TEXTE FOURNI:
╭──
Le rap de Jessie Ware
Un titre avec Nicki Minaj, un remix avec A$AP Rocky et des problèmes à cause d’un sample de Big Pun : le temps d’une brève discussion, la chanteuse londonienne Jessie Ware évoque les liens entre sa musique et le rap.
Jessie Ware est en pyjama. Il est 15 heures en ce 14 février, jour de la Saint Valentin, et la chanteuse londonienne attend dans sa loge. Dans quelques heures, elle montera sur la scène du Trianon, à Paris, pour la dernière date de sa tournée européenne. Le lendemain matin, elle prendra un avion pour Moscou, et Air France égarera les bagages de toute son équipe. Pour le moment, elle a juste besoin d’une boisson chaude avant de commencer l’interview, la deuxième et avant-dernière du jour. Le sujet sera le rap.
Depuis la sortie de Devotion, son premier album, Jessie Ware s’est imposée comme l’une des nouvelles grandes voix de la pop. Comme Sade, à qui elle est souvent comparée, Jessie Ware réussit une synthèse entre les genres : romantisme soul, pop électronique, culture club, et clins d’œil réguliers au rap. L’un de ses premiers titres, « 110% », reposait sur un sample de Big Punisher. A$AP Rocky a posé un couplet sur le remix de « Wildest Moments », son plus grand succès. Et l’année dernière, c’est bien sa voix qu’on entendait sur « The Crying Game », dans le dernier album de Nicki Minaj. Autant de références qui constituent un prétexte idéal pour une brève conversation avec la chanteuse, qui promet d’essayer d’avoir « les bonnes réponses ». Spontanée et décidément humble, elle s’excusera un peu plus tard de ne pas être « très glamour » dans sa tenue du moment. Qu’elle se rassure : au concours de l’élégance en pyjama, Jessie Ware nous battrait probablement à plate couture.
Abcdr du Son : Tu as déclaré avoir été « vraiment influencée par le R&B et le hip-hop américain » quand tu était plus jeune. Quel rôle a joué le rap dans ton éducation musicale ?
Jessie Ware : Beaucoup de mes amis écoutaient du rock, ils étaient tous fans de The Offsprings, mais je crois que c’était pas mon truc. Je me sentais beaucoup plus attirée par la soul, le rap et le R&B, et surtout je voulais pouvoir danser sur la musique. Je me sentais « moi » quand j’écoutais les chansons. À l’école, c’est toujours pareil, chacun doit avoir ses propres goûts. Tous les garçons voulaient pogoter sur « Smells Like Teen Spirits » de Nirvana. J’ai essayé de pogoter aussi, mais je me suis vite demandé ce que je foutais à me lancer dans un truc pareil.
A : Est-ce qu’il y a des artistes ou des chansons en particulier qui t’ont emmenés vers le rap ?
╰──
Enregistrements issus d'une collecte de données
╭──
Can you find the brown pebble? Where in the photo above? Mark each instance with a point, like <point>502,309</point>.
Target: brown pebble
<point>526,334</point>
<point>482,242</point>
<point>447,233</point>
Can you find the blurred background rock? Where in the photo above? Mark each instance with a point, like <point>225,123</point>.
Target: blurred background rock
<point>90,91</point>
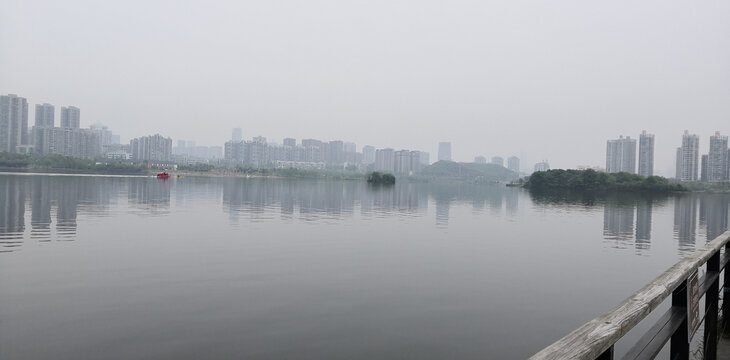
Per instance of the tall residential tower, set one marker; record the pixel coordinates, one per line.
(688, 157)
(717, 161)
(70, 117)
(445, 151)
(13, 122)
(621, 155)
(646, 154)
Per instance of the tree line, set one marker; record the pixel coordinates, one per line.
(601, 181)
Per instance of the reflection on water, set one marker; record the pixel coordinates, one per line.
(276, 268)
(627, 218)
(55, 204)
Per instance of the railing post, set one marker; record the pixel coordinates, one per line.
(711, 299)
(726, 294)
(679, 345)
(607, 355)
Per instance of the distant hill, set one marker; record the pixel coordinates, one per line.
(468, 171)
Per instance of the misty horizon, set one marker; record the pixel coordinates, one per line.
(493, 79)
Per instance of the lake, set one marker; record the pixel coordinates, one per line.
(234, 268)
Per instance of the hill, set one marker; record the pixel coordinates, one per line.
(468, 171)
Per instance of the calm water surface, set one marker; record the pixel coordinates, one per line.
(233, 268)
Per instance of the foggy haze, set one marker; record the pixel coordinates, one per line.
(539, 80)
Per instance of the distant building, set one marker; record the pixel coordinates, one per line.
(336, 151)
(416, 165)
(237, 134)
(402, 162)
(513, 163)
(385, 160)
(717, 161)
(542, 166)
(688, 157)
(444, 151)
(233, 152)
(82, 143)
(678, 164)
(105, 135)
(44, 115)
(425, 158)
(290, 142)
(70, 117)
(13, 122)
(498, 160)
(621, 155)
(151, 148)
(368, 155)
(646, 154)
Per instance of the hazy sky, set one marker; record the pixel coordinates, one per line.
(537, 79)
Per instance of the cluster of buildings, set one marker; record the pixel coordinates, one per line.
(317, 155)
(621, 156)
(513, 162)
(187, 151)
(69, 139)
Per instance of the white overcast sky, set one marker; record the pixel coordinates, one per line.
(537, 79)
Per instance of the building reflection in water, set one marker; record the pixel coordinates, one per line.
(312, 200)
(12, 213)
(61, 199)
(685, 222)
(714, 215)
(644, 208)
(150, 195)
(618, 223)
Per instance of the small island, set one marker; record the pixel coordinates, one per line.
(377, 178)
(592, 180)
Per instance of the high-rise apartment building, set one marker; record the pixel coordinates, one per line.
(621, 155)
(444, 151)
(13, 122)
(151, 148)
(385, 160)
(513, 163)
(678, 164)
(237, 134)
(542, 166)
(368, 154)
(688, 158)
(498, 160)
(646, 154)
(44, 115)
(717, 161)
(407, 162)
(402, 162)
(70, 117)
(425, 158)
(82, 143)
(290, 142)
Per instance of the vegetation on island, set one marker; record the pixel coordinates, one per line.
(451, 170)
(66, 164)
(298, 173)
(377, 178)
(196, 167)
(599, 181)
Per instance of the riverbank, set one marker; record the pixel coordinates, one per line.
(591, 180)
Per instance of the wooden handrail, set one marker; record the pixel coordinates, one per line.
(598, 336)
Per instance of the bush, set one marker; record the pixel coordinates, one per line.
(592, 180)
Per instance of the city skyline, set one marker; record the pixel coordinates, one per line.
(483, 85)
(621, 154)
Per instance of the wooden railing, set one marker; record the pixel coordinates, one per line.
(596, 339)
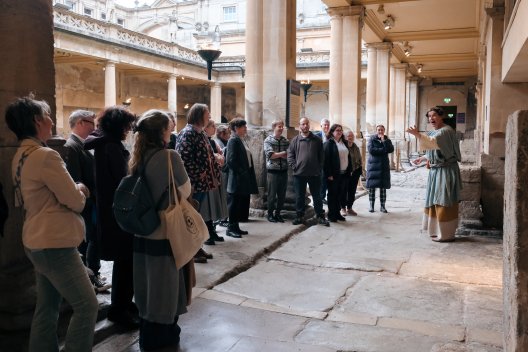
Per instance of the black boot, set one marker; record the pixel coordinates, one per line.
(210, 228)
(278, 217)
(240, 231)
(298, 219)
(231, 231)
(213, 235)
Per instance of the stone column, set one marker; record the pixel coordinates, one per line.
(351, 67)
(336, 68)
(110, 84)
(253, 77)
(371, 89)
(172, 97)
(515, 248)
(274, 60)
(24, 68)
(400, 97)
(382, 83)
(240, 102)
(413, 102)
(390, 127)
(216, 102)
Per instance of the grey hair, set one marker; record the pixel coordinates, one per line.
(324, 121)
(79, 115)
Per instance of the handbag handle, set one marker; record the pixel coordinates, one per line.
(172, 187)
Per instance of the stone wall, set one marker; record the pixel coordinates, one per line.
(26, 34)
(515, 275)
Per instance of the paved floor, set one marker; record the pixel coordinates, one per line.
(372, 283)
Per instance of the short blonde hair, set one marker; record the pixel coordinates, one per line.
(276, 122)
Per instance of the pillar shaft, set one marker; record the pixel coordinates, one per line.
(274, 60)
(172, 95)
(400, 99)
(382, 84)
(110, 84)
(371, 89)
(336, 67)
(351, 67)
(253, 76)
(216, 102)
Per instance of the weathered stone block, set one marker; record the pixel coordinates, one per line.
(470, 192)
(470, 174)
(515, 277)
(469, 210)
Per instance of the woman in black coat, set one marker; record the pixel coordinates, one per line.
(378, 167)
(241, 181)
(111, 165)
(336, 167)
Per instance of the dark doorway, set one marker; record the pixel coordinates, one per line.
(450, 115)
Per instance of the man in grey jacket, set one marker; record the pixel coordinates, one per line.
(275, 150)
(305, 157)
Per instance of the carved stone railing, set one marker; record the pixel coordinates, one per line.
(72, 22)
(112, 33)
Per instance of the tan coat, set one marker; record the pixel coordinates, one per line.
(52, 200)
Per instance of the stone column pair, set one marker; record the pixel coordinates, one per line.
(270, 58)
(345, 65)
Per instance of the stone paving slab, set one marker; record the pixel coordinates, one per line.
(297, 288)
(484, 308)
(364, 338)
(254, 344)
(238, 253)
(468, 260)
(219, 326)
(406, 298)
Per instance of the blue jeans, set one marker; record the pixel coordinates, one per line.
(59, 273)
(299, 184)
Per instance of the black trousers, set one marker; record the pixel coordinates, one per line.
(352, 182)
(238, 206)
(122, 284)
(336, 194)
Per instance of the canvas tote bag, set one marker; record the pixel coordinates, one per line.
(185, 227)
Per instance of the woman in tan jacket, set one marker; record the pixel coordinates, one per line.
╰──
TRAVAIL À FAIRE:
Recopiez fidèlement le passage du texte sur Jessie Ware qui commence par « Abcdr du Son » et se termine par « vers le rap ? ».

RÉSULTAT OBTENU:
Abcdr du Son : Tu as déclaré avoir été « vraiment influencée par le R&B et le hip-hop américain » quand tu était plus jeune. Quel rôle a joué le rap dans ton éducation musicale ?
Jessie Ware : Beaucoup de mes amis écoutaient du rock, ils étaient tous fans de The Offsprings, mais je crois que c’était pas mon truc. Je me sentais beaucoup plus attirée par la soul, le rap et le R&B, et surtout je voulais pouvoir danser sur la musique. Je me sentais « moi » quand j’écoutais les chansons. À l’école, c’est toujours pareil, chacun doit avoir ses propres goûts. Tous les garçons voulaient pogoter sur « Smells Like Teen Spirits » de Nirvana. J’ai essayé de pogoter aussi, mais je me suis vite demandé ce que je foutais à me lancer dans un truc pareil.
A : Est-ce qu’il y a des artistes ou des chansons en particulier qui t’ont emmenés vers le rap ?